Items listed in a dataset:
--- Begin ---

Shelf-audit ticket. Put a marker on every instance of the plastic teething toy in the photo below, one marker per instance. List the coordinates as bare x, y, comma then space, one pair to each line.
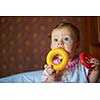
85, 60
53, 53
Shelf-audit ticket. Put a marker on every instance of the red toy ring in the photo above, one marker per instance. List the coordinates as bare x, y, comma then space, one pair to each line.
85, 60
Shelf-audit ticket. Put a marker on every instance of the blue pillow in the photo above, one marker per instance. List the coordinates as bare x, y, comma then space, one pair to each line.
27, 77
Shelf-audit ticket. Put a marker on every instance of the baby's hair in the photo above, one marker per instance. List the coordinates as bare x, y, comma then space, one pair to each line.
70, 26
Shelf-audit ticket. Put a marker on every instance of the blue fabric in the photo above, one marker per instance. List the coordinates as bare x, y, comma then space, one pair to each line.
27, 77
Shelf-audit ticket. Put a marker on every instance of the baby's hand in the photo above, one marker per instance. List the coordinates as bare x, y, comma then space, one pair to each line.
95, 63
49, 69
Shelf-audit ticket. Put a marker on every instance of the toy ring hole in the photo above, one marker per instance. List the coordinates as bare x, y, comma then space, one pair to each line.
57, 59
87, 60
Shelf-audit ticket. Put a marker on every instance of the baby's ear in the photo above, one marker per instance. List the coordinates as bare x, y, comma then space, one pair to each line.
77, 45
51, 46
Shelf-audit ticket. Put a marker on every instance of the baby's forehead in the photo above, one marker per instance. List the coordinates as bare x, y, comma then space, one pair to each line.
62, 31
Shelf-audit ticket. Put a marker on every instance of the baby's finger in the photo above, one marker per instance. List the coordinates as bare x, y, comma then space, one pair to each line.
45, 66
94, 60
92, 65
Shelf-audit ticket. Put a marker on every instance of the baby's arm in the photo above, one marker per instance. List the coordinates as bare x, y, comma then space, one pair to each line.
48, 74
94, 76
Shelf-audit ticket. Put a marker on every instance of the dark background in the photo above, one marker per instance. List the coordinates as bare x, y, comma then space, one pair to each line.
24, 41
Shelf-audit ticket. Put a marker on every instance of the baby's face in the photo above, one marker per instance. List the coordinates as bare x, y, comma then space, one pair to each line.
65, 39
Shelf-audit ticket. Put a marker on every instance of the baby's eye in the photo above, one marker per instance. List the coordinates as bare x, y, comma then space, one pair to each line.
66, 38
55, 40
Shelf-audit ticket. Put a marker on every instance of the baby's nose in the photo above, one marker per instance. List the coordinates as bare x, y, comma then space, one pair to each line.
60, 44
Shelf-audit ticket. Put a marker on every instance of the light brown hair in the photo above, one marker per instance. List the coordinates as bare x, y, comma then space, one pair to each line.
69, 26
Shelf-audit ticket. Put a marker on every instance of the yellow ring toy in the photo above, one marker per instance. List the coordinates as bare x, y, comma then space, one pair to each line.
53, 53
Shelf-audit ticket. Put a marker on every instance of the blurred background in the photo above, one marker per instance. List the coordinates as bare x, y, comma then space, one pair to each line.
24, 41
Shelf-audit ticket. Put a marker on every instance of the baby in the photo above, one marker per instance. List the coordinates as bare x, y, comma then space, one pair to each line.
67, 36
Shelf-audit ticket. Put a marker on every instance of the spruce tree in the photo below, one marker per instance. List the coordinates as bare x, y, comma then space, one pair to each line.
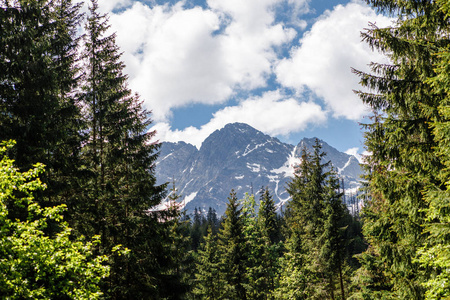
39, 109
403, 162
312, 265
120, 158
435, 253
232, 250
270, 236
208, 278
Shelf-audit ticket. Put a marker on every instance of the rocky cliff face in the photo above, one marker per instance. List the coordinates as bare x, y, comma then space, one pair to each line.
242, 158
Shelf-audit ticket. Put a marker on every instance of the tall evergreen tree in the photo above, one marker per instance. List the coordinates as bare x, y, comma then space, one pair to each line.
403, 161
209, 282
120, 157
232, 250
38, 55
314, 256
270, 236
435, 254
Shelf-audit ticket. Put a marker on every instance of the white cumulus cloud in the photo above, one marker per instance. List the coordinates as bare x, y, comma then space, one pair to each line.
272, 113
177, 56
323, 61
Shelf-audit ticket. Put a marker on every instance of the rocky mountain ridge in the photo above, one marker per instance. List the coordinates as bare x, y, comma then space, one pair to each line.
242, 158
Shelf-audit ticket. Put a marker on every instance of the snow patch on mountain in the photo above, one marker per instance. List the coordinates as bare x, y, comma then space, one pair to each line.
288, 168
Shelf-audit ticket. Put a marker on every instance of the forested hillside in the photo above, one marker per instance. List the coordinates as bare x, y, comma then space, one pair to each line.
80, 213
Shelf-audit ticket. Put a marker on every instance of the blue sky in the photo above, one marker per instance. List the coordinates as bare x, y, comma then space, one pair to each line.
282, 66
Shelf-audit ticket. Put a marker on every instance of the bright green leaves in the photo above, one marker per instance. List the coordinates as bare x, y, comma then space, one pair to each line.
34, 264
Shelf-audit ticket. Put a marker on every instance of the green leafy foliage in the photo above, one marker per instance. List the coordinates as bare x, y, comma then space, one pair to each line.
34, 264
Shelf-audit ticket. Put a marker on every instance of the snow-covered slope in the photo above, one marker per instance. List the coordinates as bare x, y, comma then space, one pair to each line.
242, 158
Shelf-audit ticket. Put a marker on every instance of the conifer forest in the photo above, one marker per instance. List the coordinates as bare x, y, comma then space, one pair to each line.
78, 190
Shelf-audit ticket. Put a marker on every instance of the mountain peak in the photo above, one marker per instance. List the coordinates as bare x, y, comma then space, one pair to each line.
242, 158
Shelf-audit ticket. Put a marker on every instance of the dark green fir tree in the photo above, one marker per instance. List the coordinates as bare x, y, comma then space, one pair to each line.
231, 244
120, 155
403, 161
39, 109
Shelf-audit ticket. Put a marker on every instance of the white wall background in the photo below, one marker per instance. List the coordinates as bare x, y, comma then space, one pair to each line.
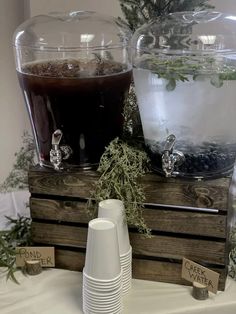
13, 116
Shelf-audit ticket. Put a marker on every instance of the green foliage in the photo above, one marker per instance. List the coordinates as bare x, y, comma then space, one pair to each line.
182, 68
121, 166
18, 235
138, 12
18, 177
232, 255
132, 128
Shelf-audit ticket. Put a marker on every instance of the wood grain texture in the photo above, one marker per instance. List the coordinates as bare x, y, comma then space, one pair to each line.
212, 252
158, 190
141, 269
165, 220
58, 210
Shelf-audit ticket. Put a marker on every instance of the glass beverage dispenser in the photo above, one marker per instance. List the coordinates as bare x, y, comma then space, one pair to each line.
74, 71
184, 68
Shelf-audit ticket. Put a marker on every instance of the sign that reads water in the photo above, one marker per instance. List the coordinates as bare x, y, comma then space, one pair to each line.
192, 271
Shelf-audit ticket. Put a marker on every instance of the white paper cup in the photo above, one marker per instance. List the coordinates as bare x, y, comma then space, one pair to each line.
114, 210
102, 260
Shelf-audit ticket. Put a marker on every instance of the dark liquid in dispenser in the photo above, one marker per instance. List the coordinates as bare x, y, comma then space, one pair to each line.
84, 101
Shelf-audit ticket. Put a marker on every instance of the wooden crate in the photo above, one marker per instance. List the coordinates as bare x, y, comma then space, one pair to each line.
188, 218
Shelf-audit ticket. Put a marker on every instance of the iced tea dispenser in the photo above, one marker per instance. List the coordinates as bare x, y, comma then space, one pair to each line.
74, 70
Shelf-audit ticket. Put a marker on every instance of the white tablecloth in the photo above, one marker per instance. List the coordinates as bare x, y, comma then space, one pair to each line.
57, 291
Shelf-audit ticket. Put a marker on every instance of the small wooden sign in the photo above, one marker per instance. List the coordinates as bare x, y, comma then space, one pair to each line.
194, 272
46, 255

--- End ---
--- Begin ---

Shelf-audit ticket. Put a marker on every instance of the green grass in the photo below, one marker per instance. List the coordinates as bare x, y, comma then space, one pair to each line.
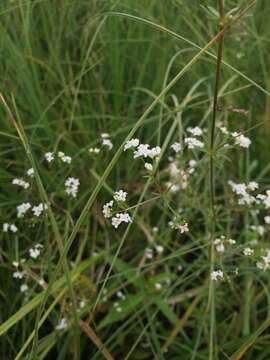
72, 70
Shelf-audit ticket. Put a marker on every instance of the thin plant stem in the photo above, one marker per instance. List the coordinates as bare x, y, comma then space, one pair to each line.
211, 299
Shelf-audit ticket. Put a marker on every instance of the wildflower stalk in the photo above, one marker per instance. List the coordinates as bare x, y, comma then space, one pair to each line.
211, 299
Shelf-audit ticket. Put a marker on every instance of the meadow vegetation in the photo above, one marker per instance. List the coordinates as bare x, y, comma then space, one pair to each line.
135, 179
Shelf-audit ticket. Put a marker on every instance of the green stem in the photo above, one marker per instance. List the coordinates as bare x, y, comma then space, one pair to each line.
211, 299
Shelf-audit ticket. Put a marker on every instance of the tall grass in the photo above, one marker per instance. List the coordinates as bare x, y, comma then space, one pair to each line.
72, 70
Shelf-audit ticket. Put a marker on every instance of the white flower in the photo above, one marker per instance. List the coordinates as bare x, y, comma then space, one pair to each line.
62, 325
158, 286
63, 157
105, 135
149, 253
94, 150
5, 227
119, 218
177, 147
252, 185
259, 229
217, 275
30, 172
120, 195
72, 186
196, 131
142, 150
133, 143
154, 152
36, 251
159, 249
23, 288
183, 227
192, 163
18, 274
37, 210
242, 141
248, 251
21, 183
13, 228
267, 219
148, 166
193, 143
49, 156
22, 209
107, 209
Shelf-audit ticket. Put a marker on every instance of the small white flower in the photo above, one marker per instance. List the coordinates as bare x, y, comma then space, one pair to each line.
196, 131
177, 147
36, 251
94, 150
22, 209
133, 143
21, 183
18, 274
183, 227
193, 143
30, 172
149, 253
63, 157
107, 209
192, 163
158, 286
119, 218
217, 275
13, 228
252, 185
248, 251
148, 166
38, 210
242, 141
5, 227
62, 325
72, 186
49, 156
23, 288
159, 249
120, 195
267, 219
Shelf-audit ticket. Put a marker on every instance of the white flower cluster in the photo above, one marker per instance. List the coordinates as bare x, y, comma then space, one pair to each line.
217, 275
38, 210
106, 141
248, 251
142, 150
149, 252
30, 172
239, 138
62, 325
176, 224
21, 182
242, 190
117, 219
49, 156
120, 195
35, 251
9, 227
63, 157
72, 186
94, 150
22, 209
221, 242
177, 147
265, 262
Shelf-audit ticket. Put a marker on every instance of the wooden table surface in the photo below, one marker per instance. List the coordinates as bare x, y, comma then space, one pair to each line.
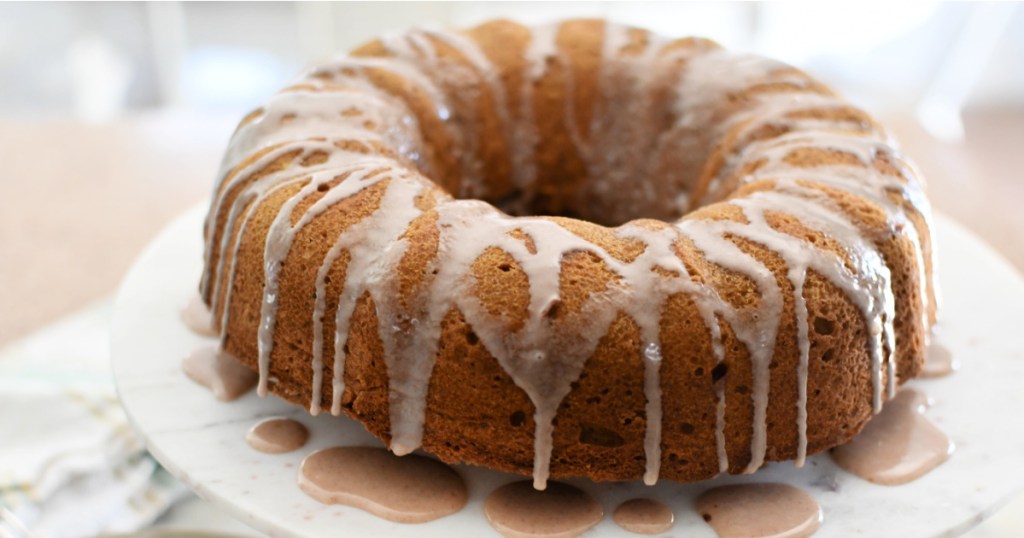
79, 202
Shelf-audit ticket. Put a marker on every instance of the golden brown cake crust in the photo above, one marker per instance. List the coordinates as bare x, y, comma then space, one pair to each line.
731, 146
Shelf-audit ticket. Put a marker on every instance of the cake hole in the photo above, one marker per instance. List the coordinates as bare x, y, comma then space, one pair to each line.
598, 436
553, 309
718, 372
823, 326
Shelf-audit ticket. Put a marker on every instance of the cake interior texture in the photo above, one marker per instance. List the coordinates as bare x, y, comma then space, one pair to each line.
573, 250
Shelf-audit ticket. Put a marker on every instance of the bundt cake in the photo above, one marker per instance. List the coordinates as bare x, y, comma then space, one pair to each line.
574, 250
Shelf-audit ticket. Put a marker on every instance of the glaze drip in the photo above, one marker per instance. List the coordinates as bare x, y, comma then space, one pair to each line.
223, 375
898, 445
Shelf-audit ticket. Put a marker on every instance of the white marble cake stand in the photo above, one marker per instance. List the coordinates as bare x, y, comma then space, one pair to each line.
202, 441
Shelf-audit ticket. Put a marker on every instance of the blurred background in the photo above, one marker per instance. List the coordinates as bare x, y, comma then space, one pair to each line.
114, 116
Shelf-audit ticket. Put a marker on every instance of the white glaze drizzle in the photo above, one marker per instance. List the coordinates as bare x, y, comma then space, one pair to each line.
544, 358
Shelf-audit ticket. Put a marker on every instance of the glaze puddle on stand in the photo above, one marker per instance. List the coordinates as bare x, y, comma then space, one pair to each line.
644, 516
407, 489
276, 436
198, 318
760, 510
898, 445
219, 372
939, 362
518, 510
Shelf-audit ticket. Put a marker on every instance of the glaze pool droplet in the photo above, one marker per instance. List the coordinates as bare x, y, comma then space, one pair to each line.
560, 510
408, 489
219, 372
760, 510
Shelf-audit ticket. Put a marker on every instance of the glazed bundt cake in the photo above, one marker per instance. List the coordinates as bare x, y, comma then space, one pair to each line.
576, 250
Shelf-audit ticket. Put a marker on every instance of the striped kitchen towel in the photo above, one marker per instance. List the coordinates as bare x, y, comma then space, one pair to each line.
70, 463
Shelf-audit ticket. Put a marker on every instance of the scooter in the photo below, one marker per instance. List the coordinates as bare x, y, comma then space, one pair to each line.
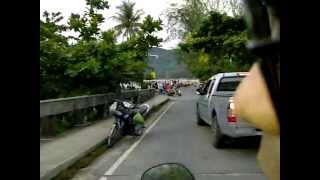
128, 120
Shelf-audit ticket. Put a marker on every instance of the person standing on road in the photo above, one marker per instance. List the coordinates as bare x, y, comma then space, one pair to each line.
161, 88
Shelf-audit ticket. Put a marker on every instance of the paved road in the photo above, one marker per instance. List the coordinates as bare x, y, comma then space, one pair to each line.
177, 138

--- End ---
--- Begin ---

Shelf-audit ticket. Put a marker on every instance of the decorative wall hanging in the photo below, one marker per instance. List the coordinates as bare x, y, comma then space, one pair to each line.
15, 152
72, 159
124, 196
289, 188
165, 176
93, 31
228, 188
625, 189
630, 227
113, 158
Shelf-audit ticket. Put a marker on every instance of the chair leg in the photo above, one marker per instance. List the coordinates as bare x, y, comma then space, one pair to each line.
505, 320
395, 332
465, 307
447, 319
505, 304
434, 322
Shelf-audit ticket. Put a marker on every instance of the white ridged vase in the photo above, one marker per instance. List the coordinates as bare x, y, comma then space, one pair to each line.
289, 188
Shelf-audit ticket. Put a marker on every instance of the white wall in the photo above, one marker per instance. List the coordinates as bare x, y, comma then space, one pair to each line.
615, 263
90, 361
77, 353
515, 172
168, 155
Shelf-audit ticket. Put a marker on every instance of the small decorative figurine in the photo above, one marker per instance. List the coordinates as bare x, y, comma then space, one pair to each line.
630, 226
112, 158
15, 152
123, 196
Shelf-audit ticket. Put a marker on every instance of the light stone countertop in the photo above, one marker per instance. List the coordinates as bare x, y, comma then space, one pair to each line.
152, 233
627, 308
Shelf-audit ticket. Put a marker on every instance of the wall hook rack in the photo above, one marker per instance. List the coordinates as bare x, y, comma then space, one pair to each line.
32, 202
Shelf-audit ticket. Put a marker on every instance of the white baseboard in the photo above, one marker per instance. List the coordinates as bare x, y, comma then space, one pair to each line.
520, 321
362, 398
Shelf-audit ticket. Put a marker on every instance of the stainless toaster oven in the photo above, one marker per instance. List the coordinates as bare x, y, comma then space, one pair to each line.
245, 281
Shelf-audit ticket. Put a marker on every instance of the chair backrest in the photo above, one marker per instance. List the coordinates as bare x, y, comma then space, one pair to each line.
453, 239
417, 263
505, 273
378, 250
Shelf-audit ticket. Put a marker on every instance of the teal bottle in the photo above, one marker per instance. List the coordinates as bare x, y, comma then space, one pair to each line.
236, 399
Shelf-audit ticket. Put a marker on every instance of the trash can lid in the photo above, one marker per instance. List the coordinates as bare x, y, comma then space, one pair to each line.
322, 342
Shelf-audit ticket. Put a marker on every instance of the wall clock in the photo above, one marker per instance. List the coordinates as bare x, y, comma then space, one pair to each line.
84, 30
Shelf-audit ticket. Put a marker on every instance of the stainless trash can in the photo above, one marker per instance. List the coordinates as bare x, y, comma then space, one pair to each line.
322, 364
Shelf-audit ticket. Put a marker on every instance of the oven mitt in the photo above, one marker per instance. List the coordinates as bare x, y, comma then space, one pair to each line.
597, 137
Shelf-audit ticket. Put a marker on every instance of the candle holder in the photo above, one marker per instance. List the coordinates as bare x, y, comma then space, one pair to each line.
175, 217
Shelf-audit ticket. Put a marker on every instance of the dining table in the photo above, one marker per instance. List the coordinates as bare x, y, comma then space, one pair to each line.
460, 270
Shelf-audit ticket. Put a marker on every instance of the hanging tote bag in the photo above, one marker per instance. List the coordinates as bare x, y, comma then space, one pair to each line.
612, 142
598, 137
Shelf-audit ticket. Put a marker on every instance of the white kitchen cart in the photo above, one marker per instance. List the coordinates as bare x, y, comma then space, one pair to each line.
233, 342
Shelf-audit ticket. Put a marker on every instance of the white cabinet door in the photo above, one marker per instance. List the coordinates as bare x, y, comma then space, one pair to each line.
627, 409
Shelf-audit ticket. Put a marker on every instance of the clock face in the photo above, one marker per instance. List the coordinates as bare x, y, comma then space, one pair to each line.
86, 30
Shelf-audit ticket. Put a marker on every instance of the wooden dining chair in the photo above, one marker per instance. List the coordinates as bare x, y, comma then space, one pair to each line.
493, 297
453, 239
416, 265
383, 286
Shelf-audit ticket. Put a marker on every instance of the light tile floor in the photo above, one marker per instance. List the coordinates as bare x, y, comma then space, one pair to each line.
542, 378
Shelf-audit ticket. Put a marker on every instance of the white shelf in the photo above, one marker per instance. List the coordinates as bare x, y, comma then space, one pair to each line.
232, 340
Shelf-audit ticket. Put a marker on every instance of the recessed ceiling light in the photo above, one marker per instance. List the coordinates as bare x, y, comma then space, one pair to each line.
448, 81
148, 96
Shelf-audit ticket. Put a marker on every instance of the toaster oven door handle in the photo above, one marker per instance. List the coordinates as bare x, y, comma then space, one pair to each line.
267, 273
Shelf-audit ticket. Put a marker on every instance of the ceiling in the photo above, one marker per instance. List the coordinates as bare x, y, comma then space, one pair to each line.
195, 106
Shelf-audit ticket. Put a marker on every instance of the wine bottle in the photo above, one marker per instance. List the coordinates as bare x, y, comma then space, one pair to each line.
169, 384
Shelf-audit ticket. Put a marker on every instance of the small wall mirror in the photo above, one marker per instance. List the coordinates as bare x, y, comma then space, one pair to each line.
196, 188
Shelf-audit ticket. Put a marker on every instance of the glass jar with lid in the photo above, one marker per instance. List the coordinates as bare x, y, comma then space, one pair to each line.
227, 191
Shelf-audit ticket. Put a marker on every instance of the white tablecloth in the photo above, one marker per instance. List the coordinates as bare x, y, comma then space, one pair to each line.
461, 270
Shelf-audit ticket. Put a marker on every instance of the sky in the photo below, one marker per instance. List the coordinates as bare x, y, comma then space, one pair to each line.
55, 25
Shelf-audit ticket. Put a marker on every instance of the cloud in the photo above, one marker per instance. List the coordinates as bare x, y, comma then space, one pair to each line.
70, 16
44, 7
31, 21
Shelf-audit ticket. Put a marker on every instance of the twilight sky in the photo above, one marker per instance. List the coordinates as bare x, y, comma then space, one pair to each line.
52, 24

--- End ---

Tally the lines in the entries above that contain the word "conifer", and give only that number.

1